**Consigne**
Réécrivez sous forme de liste le paragraphe de l'extrait sur l'Europe qui commence par « La vision de Paul Thibaud se traduit ». Conservez ses faits essentiels.

**Extrait choisi**
Après avoir analysé les causes de la “crise” européenne dans un précédent numéro du Débat, le philosophe Paul Thibaud livre, dans cette nouvelle livraison de la revue, ses recommandations pour relancer le projet européen sur de nouvelles bases et invite trois contradicteurs à réagir à ses propos.

Les propositions de Paul Thibaud

L’ancien directeur de la revue Esprit en appelle à rompre avec la méthode fonctionnaliste où prédomine la dimension économique. Il se dit favorable à un projet véritablement politique qui s’appuierait sur les nations, jugeant hypothétique l’instauration d’une Europe fédérale.

La vision de Paul Thibaud se traduit en matière économique par le concept de “concurrence équitable”: des droits de douane pourraient être instaurés pour “protéger” les préférences sociales des Etats. Sur le plan politique, l’Europe devrait se construire sur la “confiance entre les nations” , “ce qui exclut en particulier une affirmation sans limite de la supériorité du droit européen” . Au lieu de rechercher une impossible “unité de pouvoir” , elle devrait s’appuyer sur “un réseau de pouvoirs nationaux” . Les communautés politiques nationales s’exprimeraient à travers leurs parlements et non dans le cadre d’un Parlement européen peu légitime pour “illustrer une européanité pure qui n’a guère d’existence” .

Pour Paul Thibaud, l’Europe a surtout besoin d’être définie. Cela suppose une interrogation sur son passé mais également une réflexion sur son avenir, qui passe par la définition d’une“doctrine [européenne] de la mondialisation” .

Les réactions

Le politologue Paul Magnette, directeur de l’Institut d’études européennes de l’Université libre de Bruxelles, remarque que les propositions de Paul Thibaud s’inscrivent dans la lignée de la “thèse du rattrapage politique” développée en France depuis Maastricht : après une première phase de la construction européenne fondée sur l’économique et le judiciaire, il y aurait chez les citoyens “un désir de ressaisissement politique” . Selon Paul Magnette, l’Europe est “une nouvelle manière de faire de la politique entre Etats souverains” . Mais comme elle est essentiellement basée sur le compromis, elle fait “peur” aux citoyens français “formés dans le moule simplificateur de la politique binaire et dans le mythe du pouvoir infaillible” .

Philippe Moreau Defarges, chercheur à l’Institut Français des Relations Internationales, estime également que “le marché unique, loin d’être une question technocratique, est un formidable vecteur d’unification politique” . La doctrine européenne de la mondialisation que Paul Thibaud appelle de ses vœux existe bel et bien (soutien aux partenariats régionaux, “initiatives en faveur d’une mondialisation maîtrisée, régulée, soucieuse de solidarité”) et doit maintenant se matérialiser dans les faits.

**Données fournies**
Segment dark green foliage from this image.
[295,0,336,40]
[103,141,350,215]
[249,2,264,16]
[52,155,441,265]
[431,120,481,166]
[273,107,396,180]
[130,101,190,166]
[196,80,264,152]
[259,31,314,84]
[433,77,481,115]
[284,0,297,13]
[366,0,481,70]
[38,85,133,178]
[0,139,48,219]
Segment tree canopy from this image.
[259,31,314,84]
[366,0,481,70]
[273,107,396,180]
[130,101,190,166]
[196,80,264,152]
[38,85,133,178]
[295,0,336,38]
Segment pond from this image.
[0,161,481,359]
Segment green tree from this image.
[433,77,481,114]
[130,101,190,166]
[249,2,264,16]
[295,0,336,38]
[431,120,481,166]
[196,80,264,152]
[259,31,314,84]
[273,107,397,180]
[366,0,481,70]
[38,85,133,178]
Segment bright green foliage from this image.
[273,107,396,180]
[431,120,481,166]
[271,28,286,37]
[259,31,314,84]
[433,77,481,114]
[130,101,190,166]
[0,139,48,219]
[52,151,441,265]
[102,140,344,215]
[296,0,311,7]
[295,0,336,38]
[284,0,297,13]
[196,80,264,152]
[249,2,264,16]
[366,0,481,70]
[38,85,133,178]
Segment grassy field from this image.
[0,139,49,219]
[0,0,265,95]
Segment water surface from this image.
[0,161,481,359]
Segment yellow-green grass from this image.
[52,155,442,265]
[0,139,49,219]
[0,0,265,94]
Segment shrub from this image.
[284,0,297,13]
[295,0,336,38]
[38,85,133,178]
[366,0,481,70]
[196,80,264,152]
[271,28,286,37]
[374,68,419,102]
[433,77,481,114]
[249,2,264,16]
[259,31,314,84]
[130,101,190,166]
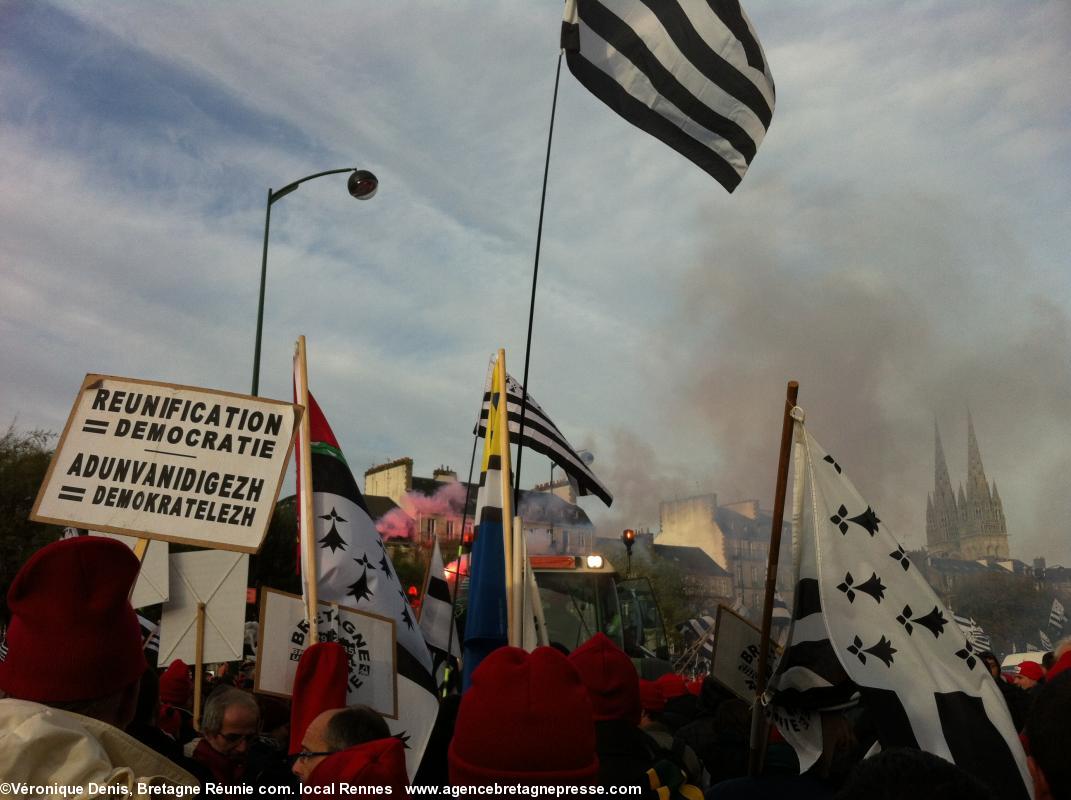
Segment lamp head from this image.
[346,169,379,200]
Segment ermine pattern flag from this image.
[770,421,1032,800]
[1038,631,1053,650]
[298,393,439,776]
[420,539,462,659]
[476,366,614,505]
[1049,598,1068,636]
[952,614,993,652]
[561,0,774,192]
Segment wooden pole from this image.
[748,380,800,775]
[293,336,320,645]
[495,348,521,646]
[194,603,205,730]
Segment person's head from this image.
[1026,671,1071,800]
[160,659,194,709]
[834,748,997,800]
[201,685,260,761]
[979,650,1000,680]
[0,537,148,728]
[447,647,599,786]
[569,633,640,725]
[293,706,391,782]
[1012,661,1045,689]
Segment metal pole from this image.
[250,188,272,397]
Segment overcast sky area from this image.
[0,0,1071,565]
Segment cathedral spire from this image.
[967,408,991,502]
[934,418,953,508]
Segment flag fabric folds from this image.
[561,0,774,192]
[1049,598,1068,636]
[298,393,438,776]
[420,539,462,659]
[952,614,993,652]
[462,362,510,692]
[768,419,1032,800]
[476,364,614,505]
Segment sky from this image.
[0,0,1071,565]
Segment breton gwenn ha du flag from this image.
[462,353,511,691]
[561,0,774,192]
[420,539,462,659]
[1049,598,1068,636]
[296,382,439,778]
[770,419,1032,800]
[476,364,614,505]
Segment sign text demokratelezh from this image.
[30,375,302,553]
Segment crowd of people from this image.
[0,537,1071,800]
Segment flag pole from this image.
[748,380,800,775]
[194,603,205,730]
[496,348,521,646]
[444,362,495,684]
[293,336,320,645]
[511,50,564,514]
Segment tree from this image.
[0,423,62,624]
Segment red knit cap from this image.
[0,537,147,703]
[654,673,688,700]
[569,633,640,725]
[1045,650,1071,681]
[306,737,409,797]
[290,641,349,755]
[639,678,666,712]
[160,659,194,708]
[448,647,599,786]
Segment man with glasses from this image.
[187,685,260,784]
[293,706,391,783]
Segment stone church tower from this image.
[926,411,1009,560]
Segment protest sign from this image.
[160,550,250,664]
[30,375,302,553]
[710,605,780,703]
[254,589,398,720]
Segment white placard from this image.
[30,375,302,553]
[710,605,780,703]
[159,550,250,665]
[254,589,398,720]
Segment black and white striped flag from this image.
[420,539,462,659]
[1049,598,1068,636]
[473,364,614,505]
[770,421,1032,800]
[561,0,774,192]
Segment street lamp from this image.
[251,167,379,396]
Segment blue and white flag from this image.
[462,353,510,692]
[769,419,1032,800]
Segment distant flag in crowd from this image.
[770,422,1032,800]
[1038,631,1053,650]
[295,372,439,778]
[561,0,774,192]
[952,614,993,652]
[770,591,793,625]
[420,539,462,659]
[1049,598,1068,636]
[462,353,511,692]
[476,361,614,505]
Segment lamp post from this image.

**Votre réponse**
- Économie : une « concurrence équitable », où des droits de douane pourraient protéger les préférences sociales des États.
- Politique : une Europe fondée sur la confiance entre les nations, qui exclut une affirmation sans limite de la supériorité du droit européen.
- Pouvoir : un réseau de pouvoirs nationaux plutôt qu'une impossible unité de pouvoir.
- Représentation : les communautés politiques nationales s'exprimeraient par leurs parlements, et non par un Parlement européen jugé peu légitime pour illustrer une européanité pure qui n'a guère d'existence.